Aufgabe 1: Geben Sie aus der nachstehenden Filmkritik den Abschnitt wortgetreu wieder, der mit den Worten „Etwas später folgt“ beginnt und mit „Denken, zur Trauer.“ schließt.

Textauszug:
Etwas später folgt der vielleicht stärkste Teil des Films: das zweite Erwachen des Monsters vor dem Spiegel, seine Menschwerdung. Ein stiller Moment, eine Art Spiegelstadium nach Lacan – das Geschöpf erkennt sich erstmals als Einheit, als Selbst, als Körper. Hier zitiert del Toro nicht nur die Psychoanalyse, sondern die Geburtsstunde des Bewusstseins selbst. Und mit einem Schlag begreift man, dass dieses Monster nicht nur ein Opfer, sondern auch ein Subjekt ist – fähig zur Liebe, zum Denken, zur Trauer.

Wie schon Mary Shelley in ihrem Roman, verwebt del Toro religiöse und mythische Schichten mit der Dialektik von Schöpfer und Geschöpf. In den Dialogen hallen Zeilen aus John Miltons Paradise Lost wider, jenem Werk, das Shelley selbst inspirierte: »The horror of the truth – to be not of the same nature as men.« Die Kreatur ist gefallener Engel, Luzifer und Adam zugleich, Rebell und Sohn, der sich nach dem Vater sehnt. Del Toro übersetzt Miltons Themen – Rebellion, freier Wille, Wissen und Schuld – in eine filmische Theologie.

Visuell ist Frankenstein überwältigend: das neblige, von Sturmlichtern durchzuckte Europa; die Blut- und Leichenschauplätze der Schlachtfelder, wo Frankenstein seine Rohstoffe findet – begleitet von der unheimlichen, einlullenden Eleganz eines Walzers, der über die Leichen tanzt. Man spürt hier del Toros Obsession für Körper und Materialität, für das Gewicht von Fleisch und Metall, für die Schnittstellen zwischen Eros und Thanatos.

Aufgabe 2: Geben Sie jede Zeile der folgenden Einträge zurück, in der die Zeichenfolge „blue“ vorkommt. Achten Sie dabei auf Groß- und Kleinschreibung.

Bereitgestellte Daten:
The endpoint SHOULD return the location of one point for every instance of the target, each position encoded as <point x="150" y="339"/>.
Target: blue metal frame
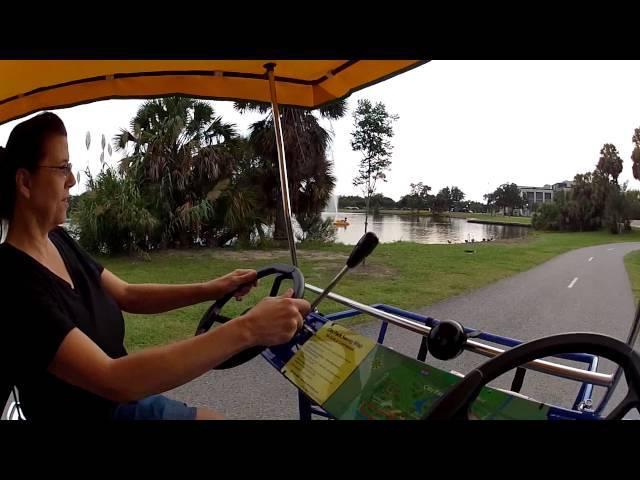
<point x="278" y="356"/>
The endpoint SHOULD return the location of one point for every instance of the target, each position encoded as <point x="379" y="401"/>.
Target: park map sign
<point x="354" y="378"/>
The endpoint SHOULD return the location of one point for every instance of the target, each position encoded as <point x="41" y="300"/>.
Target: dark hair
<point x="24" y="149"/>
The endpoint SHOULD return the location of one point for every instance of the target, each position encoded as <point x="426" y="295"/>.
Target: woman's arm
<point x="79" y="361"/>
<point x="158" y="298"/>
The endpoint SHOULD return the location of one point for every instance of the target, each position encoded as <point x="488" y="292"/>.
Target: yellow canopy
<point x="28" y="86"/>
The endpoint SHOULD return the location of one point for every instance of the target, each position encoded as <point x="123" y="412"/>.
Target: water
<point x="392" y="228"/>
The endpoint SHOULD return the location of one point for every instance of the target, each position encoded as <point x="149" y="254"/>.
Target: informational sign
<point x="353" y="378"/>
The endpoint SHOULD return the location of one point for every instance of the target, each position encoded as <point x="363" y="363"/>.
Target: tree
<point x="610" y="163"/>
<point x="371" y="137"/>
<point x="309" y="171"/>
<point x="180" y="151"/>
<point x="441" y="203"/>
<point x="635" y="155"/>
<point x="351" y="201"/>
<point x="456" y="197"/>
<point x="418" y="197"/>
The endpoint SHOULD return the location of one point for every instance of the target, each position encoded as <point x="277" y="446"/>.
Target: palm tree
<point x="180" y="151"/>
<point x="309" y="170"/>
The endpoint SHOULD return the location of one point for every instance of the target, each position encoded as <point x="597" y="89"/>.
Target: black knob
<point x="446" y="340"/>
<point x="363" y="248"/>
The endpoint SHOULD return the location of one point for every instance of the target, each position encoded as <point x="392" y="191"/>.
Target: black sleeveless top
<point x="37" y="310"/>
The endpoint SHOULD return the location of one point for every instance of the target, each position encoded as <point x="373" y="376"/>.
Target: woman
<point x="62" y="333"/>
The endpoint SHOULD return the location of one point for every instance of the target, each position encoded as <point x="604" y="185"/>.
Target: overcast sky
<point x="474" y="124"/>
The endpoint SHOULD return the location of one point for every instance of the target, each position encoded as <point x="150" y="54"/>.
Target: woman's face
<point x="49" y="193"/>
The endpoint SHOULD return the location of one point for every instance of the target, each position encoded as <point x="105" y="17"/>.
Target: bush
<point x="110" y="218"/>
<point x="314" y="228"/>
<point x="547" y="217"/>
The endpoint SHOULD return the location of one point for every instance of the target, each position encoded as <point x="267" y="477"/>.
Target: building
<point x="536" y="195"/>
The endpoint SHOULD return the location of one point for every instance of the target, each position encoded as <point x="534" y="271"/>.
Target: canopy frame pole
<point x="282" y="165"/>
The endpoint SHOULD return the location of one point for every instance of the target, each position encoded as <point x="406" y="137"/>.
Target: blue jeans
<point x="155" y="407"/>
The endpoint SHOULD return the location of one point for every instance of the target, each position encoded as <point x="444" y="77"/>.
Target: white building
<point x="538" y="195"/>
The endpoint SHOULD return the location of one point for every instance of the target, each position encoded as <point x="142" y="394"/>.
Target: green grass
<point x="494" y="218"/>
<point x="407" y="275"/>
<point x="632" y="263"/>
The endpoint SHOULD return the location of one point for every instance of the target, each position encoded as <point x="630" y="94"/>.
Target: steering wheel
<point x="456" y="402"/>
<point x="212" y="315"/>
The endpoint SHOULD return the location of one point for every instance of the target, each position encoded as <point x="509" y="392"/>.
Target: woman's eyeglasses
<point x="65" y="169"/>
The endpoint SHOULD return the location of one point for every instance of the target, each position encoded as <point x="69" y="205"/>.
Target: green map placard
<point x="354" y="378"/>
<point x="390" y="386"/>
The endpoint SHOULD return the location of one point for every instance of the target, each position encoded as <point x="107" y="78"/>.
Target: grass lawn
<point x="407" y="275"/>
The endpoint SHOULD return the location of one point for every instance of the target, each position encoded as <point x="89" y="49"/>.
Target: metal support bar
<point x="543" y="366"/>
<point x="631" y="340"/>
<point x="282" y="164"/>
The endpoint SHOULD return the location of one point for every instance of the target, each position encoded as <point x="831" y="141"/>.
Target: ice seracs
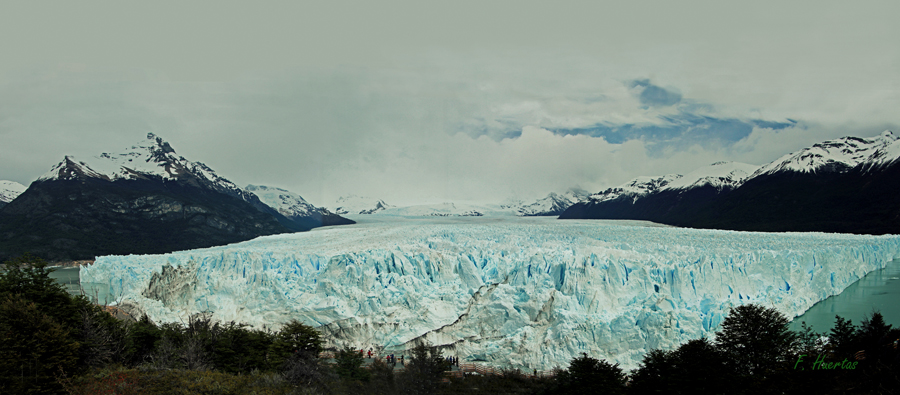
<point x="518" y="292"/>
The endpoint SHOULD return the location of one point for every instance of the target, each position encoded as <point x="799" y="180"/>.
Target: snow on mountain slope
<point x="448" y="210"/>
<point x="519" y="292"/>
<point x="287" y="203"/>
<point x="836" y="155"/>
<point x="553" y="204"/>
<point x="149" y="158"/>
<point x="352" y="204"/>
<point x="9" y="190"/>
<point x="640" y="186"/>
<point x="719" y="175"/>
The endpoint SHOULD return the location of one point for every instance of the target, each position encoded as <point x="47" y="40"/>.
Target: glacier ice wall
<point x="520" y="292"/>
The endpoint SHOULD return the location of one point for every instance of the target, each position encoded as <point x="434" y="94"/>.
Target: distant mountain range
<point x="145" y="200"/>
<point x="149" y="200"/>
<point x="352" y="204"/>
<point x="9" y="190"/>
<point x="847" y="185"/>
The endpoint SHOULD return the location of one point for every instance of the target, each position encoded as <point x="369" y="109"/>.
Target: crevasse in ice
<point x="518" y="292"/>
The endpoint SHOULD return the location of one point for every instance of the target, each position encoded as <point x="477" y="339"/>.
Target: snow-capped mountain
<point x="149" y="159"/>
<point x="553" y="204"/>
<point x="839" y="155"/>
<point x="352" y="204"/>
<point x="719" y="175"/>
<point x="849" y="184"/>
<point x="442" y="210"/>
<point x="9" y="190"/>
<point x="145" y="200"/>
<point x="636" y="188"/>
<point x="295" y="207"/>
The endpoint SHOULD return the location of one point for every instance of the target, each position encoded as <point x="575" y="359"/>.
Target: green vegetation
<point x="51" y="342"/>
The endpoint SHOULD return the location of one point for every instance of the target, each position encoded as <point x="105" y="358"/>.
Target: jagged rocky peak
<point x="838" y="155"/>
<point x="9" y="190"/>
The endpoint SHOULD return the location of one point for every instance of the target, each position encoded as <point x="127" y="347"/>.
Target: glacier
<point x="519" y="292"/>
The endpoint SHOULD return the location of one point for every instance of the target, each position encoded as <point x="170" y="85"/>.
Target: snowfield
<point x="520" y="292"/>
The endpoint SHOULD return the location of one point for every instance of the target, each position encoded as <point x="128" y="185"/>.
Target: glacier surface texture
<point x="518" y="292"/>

Vollständige Antwort 1:
Etwas später folgt der vielleicht stärkste Teil des Films: das zweite Erwachen des Monsters vor dem Spiegel, seine Menschwerdung. Ein stiller Moment, eine Art Spiegelstadium nach Lacan – das Geschöpf erkennt sich erstmals als Einheit, als Selbst, als Körper. Hier zitiert del Toro nicht nur die Psychoanalyse, sondern die Geburtsstunde des Bewusstseins selbst. Und mit einem Schlag begreift man, dass dieses Monster nicht nur ein Opfer, sondern auch ein Subjekt ist – fähig zur Liebe, zum Denken, zur Trauer.

Vollständige Antwort 2:
Target: blue metal frame
Target: blue jeans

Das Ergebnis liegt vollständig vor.